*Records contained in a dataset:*
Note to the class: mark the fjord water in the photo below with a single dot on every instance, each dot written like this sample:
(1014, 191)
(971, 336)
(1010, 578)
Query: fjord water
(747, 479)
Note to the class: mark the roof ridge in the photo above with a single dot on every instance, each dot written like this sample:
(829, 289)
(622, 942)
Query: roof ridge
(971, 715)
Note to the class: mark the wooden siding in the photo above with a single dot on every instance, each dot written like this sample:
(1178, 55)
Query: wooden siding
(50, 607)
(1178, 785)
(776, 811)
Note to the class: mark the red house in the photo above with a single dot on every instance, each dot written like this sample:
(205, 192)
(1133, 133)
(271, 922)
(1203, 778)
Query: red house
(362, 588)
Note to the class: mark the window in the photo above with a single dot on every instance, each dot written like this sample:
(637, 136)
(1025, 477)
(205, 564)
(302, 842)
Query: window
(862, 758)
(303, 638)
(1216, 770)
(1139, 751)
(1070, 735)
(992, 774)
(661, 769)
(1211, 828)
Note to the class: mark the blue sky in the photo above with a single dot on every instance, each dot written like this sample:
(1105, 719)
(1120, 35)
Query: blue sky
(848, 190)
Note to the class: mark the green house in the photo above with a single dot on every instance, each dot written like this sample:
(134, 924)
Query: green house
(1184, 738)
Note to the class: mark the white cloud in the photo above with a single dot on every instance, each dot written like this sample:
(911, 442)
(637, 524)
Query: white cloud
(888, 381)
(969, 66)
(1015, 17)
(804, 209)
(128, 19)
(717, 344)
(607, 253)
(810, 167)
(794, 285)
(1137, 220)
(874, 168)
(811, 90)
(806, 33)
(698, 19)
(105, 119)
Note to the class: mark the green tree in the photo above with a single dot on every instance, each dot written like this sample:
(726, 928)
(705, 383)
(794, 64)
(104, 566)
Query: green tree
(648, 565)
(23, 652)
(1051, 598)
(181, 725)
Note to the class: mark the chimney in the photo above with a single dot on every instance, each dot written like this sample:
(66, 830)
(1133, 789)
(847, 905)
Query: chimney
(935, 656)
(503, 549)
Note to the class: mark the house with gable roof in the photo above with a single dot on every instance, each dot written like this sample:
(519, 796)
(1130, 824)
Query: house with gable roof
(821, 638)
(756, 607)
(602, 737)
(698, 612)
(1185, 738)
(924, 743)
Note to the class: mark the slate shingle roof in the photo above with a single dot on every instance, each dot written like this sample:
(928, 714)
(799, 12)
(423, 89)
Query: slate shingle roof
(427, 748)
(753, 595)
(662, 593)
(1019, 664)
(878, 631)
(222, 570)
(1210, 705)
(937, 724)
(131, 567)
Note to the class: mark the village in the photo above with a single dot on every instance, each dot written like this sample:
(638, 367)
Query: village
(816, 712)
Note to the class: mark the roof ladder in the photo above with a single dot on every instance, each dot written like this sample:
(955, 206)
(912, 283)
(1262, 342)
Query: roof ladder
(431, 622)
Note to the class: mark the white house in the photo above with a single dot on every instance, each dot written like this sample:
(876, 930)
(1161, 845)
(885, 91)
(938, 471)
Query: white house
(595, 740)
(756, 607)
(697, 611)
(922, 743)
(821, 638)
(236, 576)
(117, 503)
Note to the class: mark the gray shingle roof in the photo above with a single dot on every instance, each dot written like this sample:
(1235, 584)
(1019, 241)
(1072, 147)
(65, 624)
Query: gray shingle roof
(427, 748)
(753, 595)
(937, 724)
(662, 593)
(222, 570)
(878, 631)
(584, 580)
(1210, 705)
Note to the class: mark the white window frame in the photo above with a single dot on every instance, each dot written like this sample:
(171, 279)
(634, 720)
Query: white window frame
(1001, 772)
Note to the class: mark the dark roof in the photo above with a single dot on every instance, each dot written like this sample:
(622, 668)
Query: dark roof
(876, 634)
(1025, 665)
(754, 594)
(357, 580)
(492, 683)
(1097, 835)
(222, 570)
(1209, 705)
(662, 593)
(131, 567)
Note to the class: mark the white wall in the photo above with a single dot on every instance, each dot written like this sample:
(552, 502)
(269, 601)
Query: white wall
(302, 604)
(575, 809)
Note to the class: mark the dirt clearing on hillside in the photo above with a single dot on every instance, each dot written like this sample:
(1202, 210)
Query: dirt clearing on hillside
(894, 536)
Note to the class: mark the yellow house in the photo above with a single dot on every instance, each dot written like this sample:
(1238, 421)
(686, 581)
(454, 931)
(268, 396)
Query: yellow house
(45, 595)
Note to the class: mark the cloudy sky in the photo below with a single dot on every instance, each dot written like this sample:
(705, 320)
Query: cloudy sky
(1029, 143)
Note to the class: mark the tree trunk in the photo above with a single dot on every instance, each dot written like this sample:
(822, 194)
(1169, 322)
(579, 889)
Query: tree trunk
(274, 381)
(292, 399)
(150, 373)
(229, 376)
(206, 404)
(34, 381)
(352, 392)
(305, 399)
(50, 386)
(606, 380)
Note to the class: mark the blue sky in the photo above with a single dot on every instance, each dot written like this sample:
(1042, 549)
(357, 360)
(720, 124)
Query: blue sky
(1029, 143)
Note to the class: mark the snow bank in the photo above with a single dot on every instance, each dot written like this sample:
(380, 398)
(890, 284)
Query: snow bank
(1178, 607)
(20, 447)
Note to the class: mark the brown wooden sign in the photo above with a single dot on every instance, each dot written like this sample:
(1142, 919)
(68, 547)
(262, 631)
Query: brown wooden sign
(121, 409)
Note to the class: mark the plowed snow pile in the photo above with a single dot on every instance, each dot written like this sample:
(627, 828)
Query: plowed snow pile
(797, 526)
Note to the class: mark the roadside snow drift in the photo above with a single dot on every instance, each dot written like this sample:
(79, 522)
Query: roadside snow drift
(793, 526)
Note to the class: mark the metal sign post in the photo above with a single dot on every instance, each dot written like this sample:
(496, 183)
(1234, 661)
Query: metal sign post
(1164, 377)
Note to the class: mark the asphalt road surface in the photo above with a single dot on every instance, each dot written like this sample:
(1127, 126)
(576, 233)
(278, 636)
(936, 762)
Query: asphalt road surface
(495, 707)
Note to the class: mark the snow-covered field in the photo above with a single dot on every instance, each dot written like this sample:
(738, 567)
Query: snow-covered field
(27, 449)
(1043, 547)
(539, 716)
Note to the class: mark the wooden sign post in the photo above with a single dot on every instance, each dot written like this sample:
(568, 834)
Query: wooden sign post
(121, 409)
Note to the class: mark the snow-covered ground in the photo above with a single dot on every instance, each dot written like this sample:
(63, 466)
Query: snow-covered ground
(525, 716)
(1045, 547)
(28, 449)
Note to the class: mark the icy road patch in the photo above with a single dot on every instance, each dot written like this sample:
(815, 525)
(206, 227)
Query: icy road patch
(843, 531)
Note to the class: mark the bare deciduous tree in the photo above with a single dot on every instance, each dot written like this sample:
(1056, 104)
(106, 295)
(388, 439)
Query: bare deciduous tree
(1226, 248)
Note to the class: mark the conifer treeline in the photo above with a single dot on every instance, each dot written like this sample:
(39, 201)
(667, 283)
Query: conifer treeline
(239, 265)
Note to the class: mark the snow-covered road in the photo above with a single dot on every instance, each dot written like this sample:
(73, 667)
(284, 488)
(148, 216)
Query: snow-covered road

*EXERCISE DESCRIPTION:* Extract, exactly as they appear, the lines from the one containing "Note to the class: mark the snow-covered ground" through the final line.

*THE COMPLETED TASK:*
Note to the class: mark the snow-covered ground in the photo above with a single dot on every instance, each dot written like this sample:
(63, 466)
Query: snow-covered ground
(525, 716)
(1045, 547)
(28, 449)
Note to the class: mark the icy road patch in the photo above with a single dot on every instance, each dot written like this sample:
(815, 525)
(206, 227)
Query: icy road patch
(843, 531)
Note to the class: mark the bare deciduous tree in the photo above with a single dot on every instance, each dot written like this sample:
(1056, 104)
(106, 295)
(388, 439)
Query: bare deciduous tree
(1226, 248)
Note to the class: mark the conifer treeline in the photo above with a single dot on every instance, each dot written like this sample:
(39, 201)
(667, 283)
Query: conifer treeline
(239, 265)
Note to the class: mark the snow-covered road in the photo above with a single dot on every instance, each dot written like this sample:
(73, 667)
(284, 488)
(148, 216)
Query: snow-covered road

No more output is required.